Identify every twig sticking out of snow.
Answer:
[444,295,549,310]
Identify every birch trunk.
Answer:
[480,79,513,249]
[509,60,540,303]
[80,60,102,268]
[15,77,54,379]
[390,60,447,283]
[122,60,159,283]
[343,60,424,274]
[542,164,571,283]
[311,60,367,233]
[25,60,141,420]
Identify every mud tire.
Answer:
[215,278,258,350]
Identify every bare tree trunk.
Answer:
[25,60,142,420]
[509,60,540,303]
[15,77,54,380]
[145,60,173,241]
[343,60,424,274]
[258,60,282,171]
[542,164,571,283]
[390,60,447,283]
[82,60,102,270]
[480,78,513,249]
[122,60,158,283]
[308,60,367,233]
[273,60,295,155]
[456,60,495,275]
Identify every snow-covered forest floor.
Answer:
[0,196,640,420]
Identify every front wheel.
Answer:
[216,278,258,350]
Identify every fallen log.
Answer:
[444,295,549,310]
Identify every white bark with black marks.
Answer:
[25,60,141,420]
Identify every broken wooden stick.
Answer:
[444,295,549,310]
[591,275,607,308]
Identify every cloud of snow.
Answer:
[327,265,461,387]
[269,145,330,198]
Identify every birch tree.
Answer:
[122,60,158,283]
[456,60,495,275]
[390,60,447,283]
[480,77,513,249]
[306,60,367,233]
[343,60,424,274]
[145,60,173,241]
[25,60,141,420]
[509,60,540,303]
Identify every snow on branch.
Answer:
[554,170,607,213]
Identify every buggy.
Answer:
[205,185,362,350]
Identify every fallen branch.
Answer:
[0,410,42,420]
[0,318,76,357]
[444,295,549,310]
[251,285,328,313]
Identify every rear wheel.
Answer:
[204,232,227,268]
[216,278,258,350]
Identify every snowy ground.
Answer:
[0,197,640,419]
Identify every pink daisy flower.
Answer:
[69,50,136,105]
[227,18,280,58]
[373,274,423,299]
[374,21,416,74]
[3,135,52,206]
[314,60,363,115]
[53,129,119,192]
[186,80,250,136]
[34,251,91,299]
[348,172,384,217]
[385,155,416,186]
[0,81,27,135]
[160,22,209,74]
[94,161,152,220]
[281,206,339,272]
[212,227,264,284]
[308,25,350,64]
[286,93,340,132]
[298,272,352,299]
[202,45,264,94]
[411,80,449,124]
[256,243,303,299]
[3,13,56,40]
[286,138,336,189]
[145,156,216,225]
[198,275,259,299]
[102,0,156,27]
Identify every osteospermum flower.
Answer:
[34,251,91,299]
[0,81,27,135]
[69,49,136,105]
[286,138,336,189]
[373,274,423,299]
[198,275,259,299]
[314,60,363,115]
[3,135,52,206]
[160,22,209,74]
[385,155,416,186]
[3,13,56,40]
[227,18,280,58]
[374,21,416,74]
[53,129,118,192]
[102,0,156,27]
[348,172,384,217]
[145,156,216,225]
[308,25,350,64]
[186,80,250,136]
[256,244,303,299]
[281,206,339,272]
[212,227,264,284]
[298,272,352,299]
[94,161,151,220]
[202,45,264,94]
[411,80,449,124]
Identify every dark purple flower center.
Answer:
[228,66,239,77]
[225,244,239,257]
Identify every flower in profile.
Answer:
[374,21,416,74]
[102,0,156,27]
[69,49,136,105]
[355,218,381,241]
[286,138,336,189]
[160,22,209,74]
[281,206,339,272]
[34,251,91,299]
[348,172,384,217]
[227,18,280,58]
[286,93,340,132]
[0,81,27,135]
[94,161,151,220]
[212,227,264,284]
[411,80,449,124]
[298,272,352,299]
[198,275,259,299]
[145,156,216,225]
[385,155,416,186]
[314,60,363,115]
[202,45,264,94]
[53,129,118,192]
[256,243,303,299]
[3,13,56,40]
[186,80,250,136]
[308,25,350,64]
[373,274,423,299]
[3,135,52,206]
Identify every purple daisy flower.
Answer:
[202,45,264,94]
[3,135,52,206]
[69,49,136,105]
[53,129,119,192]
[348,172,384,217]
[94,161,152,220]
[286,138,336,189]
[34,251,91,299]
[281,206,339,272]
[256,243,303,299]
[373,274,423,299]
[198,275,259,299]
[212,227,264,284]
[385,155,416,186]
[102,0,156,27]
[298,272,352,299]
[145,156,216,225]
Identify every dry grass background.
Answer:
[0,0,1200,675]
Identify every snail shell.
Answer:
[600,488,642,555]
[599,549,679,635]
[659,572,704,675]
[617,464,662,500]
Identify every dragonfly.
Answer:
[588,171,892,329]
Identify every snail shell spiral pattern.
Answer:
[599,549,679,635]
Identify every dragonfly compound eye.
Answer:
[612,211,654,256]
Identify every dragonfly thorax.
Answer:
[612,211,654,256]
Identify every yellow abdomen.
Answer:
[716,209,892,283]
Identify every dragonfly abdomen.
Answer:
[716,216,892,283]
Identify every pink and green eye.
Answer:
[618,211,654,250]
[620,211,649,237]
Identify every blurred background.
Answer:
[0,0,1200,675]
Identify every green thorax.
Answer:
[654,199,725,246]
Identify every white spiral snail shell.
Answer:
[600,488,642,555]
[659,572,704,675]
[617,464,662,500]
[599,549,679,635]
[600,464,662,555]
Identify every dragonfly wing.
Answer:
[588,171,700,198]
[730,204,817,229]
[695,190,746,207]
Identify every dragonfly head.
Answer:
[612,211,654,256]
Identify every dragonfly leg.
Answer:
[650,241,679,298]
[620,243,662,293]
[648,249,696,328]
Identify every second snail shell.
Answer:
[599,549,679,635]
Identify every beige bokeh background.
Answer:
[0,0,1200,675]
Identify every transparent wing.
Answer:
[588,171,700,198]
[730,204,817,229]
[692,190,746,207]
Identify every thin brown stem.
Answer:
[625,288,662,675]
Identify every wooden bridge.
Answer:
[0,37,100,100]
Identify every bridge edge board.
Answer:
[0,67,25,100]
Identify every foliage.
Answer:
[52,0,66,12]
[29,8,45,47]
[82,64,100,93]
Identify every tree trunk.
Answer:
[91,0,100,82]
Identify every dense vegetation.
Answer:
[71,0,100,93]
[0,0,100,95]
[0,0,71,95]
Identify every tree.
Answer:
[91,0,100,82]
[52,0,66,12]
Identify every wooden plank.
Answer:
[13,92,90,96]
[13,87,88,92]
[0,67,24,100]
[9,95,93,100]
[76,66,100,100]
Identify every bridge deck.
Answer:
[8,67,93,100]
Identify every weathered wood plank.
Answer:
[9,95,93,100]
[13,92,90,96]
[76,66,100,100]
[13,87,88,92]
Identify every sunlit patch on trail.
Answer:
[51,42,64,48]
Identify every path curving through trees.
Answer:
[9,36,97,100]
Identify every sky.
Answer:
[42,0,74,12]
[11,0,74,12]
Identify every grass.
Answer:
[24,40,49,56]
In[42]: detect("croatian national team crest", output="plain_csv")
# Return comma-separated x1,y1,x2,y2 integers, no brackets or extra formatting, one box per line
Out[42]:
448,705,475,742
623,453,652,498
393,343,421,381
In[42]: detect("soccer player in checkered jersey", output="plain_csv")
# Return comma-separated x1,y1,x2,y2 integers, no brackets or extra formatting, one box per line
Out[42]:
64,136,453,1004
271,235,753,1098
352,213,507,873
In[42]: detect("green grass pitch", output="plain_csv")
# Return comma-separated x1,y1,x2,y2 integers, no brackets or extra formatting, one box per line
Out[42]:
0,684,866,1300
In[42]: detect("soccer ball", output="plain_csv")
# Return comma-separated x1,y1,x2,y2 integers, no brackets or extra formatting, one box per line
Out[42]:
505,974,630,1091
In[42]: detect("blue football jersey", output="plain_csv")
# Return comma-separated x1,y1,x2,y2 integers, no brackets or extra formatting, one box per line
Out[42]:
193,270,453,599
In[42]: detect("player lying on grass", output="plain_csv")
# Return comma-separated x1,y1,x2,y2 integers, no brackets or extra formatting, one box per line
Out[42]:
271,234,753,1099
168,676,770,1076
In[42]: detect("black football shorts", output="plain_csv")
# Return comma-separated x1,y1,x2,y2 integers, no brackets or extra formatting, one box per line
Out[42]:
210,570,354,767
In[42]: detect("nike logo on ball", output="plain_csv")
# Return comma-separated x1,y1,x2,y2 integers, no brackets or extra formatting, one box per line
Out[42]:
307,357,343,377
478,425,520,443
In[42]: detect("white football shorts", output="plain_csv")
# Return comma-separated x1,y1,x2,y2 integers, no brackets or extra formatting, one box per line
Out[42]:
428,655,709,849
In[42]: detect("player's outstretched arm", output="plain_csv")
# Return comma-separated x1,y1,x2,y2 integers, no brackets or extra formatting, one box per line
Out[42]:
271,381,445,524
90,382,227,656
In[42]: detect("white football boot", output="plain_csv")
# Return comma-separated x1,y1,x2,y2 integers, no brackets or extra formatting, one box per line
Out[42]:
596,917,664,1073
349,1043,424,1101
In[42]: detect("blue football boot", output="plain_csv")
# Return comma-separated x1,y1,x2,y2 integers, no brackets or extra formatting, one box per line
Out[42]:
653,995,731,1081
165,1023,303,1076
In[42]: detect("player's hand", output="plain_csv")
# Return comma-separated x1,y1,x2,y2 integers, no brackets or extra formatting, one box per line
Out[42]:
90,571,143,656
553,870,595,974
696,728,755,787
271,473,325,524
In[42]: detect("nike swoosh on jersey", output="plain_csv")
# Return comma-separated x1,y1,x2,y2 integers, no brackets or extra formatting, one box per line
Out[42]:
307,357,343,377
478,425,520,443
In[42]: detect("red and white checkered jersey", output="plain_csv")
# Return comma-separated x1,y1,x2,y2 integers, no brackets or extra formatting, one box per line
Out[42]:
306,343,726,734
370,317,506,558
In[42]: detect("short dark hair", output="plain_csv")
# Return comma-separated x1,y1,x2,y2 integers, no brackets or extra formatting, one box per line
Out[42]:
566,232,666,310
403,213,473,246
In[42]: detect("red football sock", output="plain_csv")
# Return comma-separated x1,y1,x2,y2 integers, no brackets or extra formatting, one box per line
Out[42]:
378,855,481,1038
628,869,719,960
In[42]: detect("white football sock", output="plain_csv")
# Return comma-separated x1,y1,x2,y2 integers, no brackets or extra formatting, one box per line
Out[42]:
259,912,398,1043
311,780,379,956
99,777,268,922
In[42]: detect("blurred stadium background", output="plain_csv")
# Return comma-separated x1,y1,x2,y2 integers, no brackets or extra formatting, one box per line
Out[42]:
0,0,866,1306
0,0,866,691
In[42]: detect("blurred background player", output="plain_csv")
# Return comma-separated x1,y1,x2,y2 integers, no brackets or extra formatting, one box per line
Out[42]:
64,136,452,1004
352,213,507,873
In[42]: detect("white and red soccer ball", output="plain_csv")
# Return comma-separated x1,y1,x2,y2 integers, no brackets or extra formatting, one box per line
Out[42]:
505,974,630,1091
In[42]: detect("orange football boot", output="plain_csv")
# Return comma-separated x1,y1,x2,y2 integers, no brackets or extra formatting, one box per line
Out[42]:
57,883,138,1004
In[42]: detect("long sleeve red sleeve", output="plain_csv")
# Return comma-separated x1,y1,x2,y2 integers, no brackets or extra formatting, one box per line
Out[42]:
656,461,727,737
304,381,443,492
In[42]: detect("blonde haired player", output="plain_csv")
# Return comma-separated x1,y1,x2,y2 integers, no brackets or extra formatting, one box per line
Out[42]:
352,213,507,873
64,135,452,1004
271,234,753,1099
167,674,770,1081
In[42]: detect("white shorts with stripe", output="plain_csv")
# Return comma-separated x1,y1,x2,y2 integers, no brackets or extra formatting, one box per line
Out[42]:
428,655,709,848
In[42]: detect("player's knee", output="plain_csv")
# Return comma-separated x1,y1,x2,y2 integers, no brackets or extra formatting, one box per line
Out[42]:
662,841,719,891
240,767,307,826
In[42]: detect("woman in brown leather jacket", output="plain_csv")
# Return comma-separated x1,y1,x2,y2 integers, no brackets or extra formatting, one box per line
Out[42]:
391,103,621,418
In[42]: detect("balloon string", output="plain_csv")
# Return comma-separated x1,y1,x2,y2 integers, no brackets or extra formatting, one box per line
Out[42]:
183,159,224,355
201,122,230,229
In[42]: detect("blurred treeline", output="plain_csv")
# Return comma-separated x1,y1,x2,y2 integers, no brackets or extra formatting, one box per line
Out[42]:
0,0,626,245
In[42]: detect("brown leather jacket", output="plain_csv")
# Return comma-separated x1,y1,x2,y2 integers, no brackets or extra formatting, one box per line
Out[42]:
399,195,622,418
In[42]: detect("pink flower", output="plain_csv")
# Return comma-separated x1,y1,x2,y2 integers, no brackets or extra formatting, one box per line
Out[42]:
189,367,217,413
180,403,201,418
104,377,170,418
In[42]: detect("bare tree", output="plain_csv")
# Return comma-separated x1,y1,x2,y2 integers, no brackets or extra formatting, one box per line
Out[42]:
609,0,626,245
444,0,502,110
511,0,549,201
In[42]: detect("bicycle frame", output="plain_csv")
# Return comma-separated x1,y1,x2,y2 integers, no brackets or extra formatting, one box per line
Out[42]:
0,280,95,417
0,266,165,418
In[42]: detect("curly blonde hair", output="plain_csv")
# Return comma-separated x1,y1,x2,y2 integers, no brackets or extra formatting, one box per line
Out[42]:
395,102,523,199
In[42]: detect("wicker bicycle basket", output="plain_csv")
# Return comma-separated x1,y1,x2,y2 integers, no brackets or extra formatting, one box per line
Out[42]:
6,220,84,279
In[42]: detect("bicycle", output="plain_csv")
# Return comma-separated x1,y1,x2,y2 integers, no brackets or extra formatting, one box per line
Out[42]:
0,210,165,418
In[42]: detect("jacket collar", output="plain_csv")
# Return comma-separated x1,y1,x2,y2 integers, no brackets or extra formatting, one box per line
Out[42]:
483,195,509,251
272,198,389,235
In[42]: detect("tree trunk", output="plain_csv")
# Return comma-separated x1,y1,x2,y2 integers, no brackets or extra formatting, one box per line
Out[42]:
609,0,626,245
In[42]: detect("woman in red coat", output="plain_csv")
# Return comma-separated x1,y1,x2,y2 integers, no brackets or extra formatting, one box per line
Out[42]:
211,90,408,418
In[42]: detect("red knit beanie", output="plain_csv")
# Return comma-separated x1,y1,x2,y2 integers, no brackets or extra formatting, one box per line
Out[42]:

• • •

• Written request:
Extract each line of the material above that contains the string "white". Matching is case-sensitive.

• Result of this exercise:
Identify every white bark with black marks.
Identify every white spiral snail shell.
In[42]: detect("white football shorts", output="plain_csv")
In[42]: detect("white football boot", output="plain_csv")
In[42]: detect("red and white checkered jersey", output="plain_csv")
In[42]: detect("white football sock", output="plain_csv")
In[42]: detect("white and red soccer ball", output="plain_csv")
In[42]: detect("white shorts with stripe", output="plain_csv")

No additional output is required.